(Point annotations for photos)
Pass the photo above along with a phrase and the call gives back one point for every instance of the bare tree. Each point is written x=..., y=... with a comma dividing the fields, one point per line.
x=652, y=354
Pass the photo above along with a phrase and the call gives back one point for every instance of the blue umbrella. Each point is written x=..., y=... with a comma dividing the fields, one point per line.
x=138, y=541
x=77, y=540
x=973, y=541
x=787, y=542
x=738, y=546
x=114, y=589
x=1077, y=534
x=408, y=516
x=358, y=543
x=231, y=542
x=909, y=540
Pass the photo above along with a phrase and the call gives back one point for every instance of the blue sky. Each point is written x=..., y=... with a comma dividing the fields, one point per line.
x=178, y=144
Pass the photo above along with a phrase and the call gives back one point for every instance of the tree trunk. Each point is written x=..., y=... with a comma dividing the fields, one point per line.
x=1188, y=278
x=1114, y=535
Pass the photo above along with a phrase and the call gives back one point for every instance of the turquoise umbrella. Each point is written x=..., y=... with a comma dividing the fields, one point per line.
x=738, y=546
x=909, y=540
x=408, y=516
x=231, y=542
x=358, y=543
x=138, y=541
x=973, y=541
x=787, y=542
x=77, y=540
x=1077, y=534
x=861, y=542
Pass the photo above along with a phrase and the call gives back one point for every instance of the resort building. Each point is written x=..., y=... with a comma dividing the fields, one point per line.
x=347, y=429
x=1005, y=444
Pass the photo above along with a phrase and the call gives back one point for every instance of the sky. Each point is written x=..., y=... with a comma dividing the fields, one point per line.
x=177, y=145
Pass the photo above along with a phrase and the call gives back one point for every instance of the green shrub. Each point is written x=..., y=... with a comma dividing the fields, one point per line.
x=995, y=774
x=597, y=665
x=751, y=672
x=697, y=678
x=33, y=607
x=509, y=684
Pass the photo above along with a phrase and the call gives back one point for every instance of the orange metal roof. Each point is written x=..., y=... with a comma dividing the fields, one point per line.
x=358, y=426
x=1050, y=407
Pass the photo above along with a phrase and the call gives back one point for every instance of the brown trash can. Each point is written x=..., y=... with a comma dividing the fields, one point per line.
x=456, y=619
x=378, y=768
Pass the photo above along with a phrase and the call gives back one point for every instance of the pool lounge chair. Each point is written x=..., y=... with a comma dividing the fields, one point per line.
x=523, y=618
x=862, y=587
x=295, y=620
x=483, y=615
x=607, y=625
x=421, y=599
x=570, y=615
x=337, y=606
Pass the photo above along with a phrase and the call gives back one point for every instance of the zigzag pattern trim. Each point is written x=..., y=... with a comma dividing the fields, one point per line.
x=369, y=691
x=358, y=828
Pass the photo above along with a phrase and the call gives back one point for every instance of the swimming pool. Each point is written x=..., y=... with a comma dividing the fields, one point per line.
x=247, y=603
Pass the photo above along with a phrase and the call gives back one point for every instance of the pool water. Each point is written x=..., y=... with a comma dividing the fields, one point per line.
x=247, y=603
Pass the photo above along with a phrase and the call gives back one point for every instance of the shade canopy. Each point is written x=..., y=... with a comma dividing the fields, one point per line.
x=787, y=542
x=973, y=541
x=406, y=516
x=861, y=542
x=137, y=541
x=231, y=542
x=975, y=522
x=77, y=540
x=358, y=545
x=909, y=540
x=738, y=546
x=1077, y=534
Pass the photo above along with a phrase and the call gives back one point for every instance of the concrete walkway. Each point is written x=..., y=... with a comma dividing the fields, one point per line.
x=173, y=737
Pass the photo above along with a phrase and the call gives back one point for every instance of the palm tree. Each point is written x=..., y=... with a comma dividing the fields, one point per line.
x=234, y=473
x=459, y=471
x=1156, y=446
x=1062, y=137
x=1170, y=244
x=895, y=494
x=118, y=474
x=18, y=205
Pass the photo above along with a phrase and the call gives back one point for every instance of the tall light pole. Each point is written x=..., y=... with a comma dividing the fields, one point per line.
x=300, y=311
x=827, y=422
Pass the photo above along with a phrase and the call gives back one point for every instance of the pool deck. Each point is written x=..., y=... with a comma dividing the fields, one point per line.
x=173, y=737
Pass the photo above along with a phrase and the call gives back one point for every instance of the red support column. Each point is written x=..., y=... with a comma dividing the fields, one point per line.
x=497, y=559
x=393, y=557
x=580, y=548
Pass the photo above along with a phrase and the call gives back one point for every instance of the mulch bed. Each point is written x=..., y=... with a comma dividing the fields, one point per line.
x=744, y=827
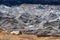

# REQUIRED TASK
Pull out every line of the entries above and copy each one word for word, leaving out the pictures.

# ANSWER BELOW
Pass the photo above along with a phrase and the call gives back one point for every instance of the bare tree. Each point is written x=..., y=... with a comma dividing the fields, one point per line.
x=652, y=354
Pass the photo above along with a phrase and the call gives back one point for every instance of the blue umbrella. Each point is written x=..., y=... with a comma dividing the fields, one point per line.
x=138, y=541
x=77, y=540
x=973, y=541
x=787, y=542
x=738, y=546
x=114, y=589
x=1077, y=534
x=408, y=516
x=358, y=543
x=231, y=542
x=909, y=540
Pass the photo above along with a phrase and the call gives back one point for every instance of the blue sky. Each point is written x=..., y=... with a comma dividing the fields, one point per line.
x=178, y=144
Pass the photo above along with a phrase and the call gives back one point for every instance of the tree trunk. Each point is written x=..., y=... with a comma dividing the fields, one point per line.
x=1188, y=278
x=1114, y=535
Pass the photo above along with a phrase and the call gives back one point for every instance of the turquoise umbrella. Each point is written x=..., y=... with a comma dividing the fields, one point per line.
x=738, y=546
x=909, y=540
x=408, y=516
x=231, y=542
x=358, y=543
x=138, y=541
x=973, y=541
x=787, y=542
x=77, y=540
x=1077, y=534
x=861, y=542
Pass the photo above along with a phrase and the call gives back one point for every instance of the resort building. Each point is written x=..., y=... with a comma dividing the fields, one point per line.
x=347, y=429
x=1005, y=444
Pass the photo above along with a phrase and the call gives back one point for every instance of the sky. Each point is written x=..., y=... with a comma dividing the fields, one point per line.
x=177, y=145
Pass the photo above along with a phrase and the call gives back one point for every instance of the green shrub. Each point is written x=..., y=... with a comma dividing the fields, one point per line.
x=995, y=774
x=597, y=665
x=751, y=672
x=697, y=678
x=33, y=607
x=509, y=684
Pass the photo above along with a phrase and the call gives back one point for every instance of the orange metal roof. Each point is written x=..., y=... with a comma dividing the fields, one point per line.
x=358, y=426
x=1050, y=407
Pass the photo above along with a phrase and the call gives back one point for every instance of the brown trash can. Each point is written x=..., y=... with a comma dividing the fields, one point per line.
x=456, y=619
x=378, y=768
Pass the photo above along with a phrase and the call gives back one point for every instance of the pool lounge chair. Each point is written x=..., y=... with a comma dividing the fields, one point per line.
x=523, y=618
x=862, y=587
x=295, y=620
x=483, y=615
x=607, y=625
x=421, y=599
x=570, y=615
x=337, y=606
Pass the photo above along with a phrase and the call gives back one point for every instance of the zigzag pattern trim. Each point is written x=..., y=... with a comma dividing the fields, one point per line.
x=369, y=691
x=358, y=828
Pass the photo above along with a phrase and the call gives back one point for every instance of the swimming pool. Each point is written x=..., y=... with a comma dividing the fields, one point per line.
x=247, y=603
Pass the photo above along with a phrase and the call gives back one point for every instance of the pool water. Each point is written x=..., y=... with a comma dividing the fields, one point per line.
x=247, y=603
Pass the photo above along with a phrase and the call gives back one point for every instance of the shade canopy. Each point is written x=..., y=... with a comma dividing the fields, one point per line.
x=787, y=542
x=973, y=541
x=406, y=516
x=861, y=542
x=137, y=541
x=231, y=542
x=975, y=522
x=77, y=540
x=358, y=545
x=909, y=540
x=738, y=546
x=1077, y=534
Pass the photo above along with a phrase and the call gives back one point for every instance of the concrete walkway. Each point is written x=..., y=... with a comma dividing the fields, one point per line.
x=173, y=737
Pass the photo above along with a phrase and the call gives back one point for every instance of the palm tree. Each point is written x=..., y=... with a comma dividing the fields, one point per line.
x=234, y=473
x=459, y=471
x=1156, y=446
x=1062, y=137
x=1170, y=244
x=895, y=494
x=118, y=474
x=18, y=205
Pass the photo above along with a phrase and the call gives back one point for every instance of the tall light pole. Each point is written x=..., y=... with a comma dividing the fields, one point per line.
x=300, y=311
x=827, y=422
Pass the photo above along with a phrase and the call gives back one point for every instance of the pool deck. Each point is written x=..., y=... with a comma dividing the fields, one point per line.
x=173, y=737
Pass the photo above along with a phrase and the call gives back one point for every instance of the red support column. Each point is written x=..., y=... with a comma dividing the fields, one point per line.
x=497, y=559
x=393, y=557
x=580, y=548
Pass the photo above along with a phrase and the call gives back one point for every instance of the mulch bed. Each point is written x=..., y=... with a comma dividing the fields, one point per line.
x=744, y=827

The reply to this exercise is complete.